_Consegna 1_:
Ricopia dal brano riportato il tratto che va da "Il libro e il" fino a "il telefono cellulare.".
_Consegna 2_:
Rispondi in breve a queste domande sul brano riportato:
(a) Come si chiama il metodo di stampa che usa materiali fotosensibili?
(b) Fino alla metà del secolo scorso, quale era l'unico mezzo per far arrivare istantaneamente parole scritte a grande distanza?
(c) Da che cosa era costituito il sistema telex?

----- Brano riportato

Ma ormai anche questa macchina è andata in pensione negli anni Ottanta del 20° secolo. A sostituirla sono stati altri metodi di stampa, diversi a seconda del tipo di carta utilizzato. Anziché comporre meccanicamente lo stampo, si usano materiali fotosensibili (fotocomposizione), cioè in grado di cambiare quando sono esposti alla luce. La pagina viene quindi stampata su una pellicola dalla quale si ottiene una matrice di materiale plastico che serve a preparare lo stampo. Oggi, poi, la maggior parte del lavoro si fa in modo informatizzato, con software particolari che controllano tutte le fasi del processo, fino all'incisione dei cilindri di stampa.
Il libro e il giornale hanno permesso di portare le parole da un luogo all'altro, ma qualcuno deve pur sempre farli arrivare fisicamente al lettore. Oggi abbiamo a disposizione anche mezzi per fare arrivare istantaneamente parole scritte a grande distanza, raggiungendo davvero ogni angolo del pianeta in tempo reale. Fino alla metà del secolo scorso, per ottenere questo obiettivo c'era soltanto il telegrafo. Poi è arrivato il sistema telex, una sorta di rete telefonica costituita da telescriventi collegate tra loro in modo che fosse possibile digitare un testo e farlo arrivare a distanza. Ora possiamo usare i collegamenti della rete internet tramite computer per scambiarci messaggi di posta elettronica o interi documenti. o anche, se il messaggio da inviare non è lungo, spedire sms con quel piccolo oggetto che ci siamo abituati a tenere in tasca: il telefono cellulare.

----------
----- Sezione dati

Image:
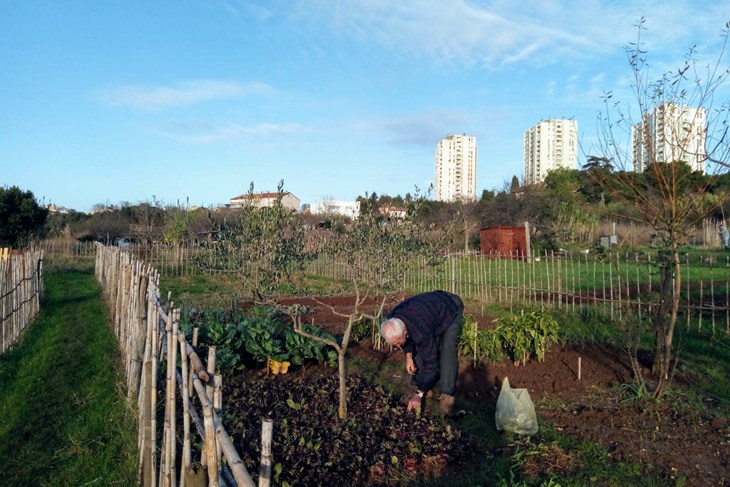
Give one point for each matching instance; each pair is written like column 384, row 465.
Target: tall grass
column 64, row 419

----------

_Risposta scritta 1_:
Il libro e il giornale hanno permesso di portare le parole da un luogo all'altro, ma qualcuno deve pur sempre farli arrivare fisicamente al lettore. Oggi abbiamo a disposizione anche mezzi per fare arrivare istantaneamente parole scritte a grande distanza, raggiungendo davvero ogni angolo del pianeta in tempo reale. Fino alla metà del secolo scorso, per ottenere questo obiettivo c'era soltanto il telegrafo. Poi è arrivato il sistema telex, una sorta di rete telefonica costituita da telescriventi collegate tra loro in modo che fosse possibile digitare un testo e farlo arrivare a distanza. Ora possiamo usare i collegamenti della rete internet tramite computer per scambiarci messaggi di posta elettronica o interi documenti. o anche, se il messaggio da inviare non è lungo, spedire sms con quel piccolo oggetto che ci siamo abituati a tenere in tasca: il telefono cellulare.

_Risposta scritta 2_:
(a) Fotocomposizione.
(b) Il telegrafo.
(c) Da telescriventi collegate tra loro, in una sorta di rete telefonica.